EXERCISE REQUIREMENTS
Please display each line of the data below that contains the string "front". Uppercase and lowercase letters count as different.
* * *
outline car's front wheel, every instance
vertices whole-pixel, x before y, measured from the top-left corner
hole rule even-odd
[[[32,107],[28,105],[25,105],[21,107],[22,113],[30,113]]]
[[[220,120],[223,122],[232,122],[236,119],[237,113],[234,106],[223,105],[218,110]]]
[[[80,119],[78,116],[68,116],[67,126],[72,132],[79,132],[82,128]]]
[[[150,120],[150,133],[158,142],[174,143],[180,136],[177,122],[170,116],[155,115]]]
* * *
FINAL RESULT
outline car's front wheel, every instance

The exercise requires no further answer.